■ PROBLEM TO SOLVE
Copy every line of the data below without changing anything.
━━━━━━━━━━━━━━━━━━━━━━━━━━━━━━
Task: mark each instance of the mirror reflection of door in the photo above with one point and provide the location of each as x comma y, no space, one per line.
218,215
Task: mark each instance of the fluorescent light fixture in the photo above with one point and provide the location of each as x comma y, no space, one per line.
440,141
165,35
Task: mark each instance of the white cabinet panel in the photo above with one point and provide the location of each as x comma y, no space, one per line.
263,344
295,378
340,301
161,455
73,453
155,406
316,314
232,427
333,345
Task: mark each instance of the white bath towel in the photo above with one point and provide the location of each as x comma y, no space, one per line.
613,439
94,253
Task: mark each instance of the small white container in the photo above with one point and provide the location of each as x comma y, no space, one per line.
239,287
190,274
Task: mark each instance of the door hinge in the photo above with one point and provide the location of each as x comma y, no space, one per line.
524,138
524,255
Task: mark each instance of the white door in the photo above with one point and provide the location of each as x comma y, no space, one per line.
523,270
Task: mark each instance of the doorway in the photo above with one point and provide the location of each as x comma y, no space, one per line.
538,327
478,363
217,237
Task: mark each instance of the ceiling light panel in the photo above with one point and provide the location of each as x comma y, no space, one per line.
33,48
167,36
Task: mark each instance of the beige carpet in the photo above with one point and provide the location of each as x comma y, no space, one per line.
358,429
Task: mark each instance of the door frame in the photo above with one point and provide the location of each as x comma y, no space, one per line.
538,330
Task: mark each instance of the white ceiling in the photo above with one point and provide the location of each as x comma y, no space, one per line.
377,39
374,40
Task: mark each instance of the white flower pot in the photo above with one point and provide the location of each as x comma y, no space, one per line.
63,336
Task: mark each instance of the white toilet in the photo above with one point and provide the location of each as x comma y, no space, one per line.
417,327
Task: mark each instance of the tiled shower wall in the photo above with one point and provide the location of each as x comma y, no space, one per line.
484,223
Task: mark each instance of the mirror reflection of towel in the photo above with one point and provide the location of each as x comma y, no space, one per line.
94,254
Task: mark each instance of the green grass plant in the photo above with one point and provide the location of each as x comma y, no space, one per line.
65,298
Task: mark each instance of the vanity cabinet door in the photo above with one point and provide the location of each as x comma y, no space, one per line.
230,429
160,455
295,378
━━━━━━━━━━━━━━━━━━━━━━━━━━━━━━
■ FINAL ANSWER
Task: mark each instance of the mirror reflection of door in the photo above with one point and provide the location of each as x comma y, no space, one per line.
218,215
Task: mark each instance of the fluorescent light fixture in the photo above with one point and provide the location of each as x comma y, no space, one per line.
440,141
165,35
Task: mark each instance of the white cabinet panel in the photo above with one point and provide the location of each as x comma y, no space, one per line.
263,344
295,378
340,301
161,455
73,453
155,406
316,314
232,427
333,345
Task: mark each instance of the white bath towel in the photo above with one point and provide the location of each as x comma y, no space, one per line.
613,439
94,253
Task: mark each instance of the small white container in the photo above with one point and provide the location of each as x comma y, no space, one per line.
239,287
190,274
Task: mark each instance of the door hinge in the photo above with one point and provide the location of each as x comma y, no space, one per line.
524,138
524,255
Task: mark each instance of the white door in the photo above with one point and provide the location of each as x comma y, no space, one per line.
523,270
Task: mark each instance of the doorway in the photo above with one point and provide the location of each as x comma y, no space, one per line.
538,327
478,363
217,237
Task: mark each instance of the ceiling light panel in the photo above with one point and provide the location of each as x comma y, no space, one per line.
33,48
167,36
Task: mark each instance of the beige carpet in the photo above with one point and provide the location of each as x comma y, no space, one per line.
358,429
Task: mark each instance of the door frame in the photo above with one point and provide the location of each as x comma y, no space, one per line.
538,330
Task: mark each instance of the white ceiling in the photo above with one point and provide the location of each as x comma y, no space, one per line.
377,39
374,40
Task: mark each instance of the white flower pot in the photo above with one point and provide the location of each as x comma y, no space, one per line.
63,336
Task: mark each instance of the white toilet in the photo above with one point and provide the location of each as x comma y, no space, one per line.
417,327
Task: mark each instance of the tiled shower wall in the photo above with one point and provide the location of each as x comma y, no space, one per line.
484,223
Task: mark each instance of the mirror reflection of towel in the photo above with one point and provide the location of each as x comma y, no space, one per line.
94,254
Task: mark each instance of the green grass plant in the photo above with one point and provide the location of each as x comma y, no space, one per line.
65,298
Task: mark each instance of the vanity cabinet door in the photo above with one point and provide the location of each as x comma y, no space, one per line.
230,429
160,455
295,378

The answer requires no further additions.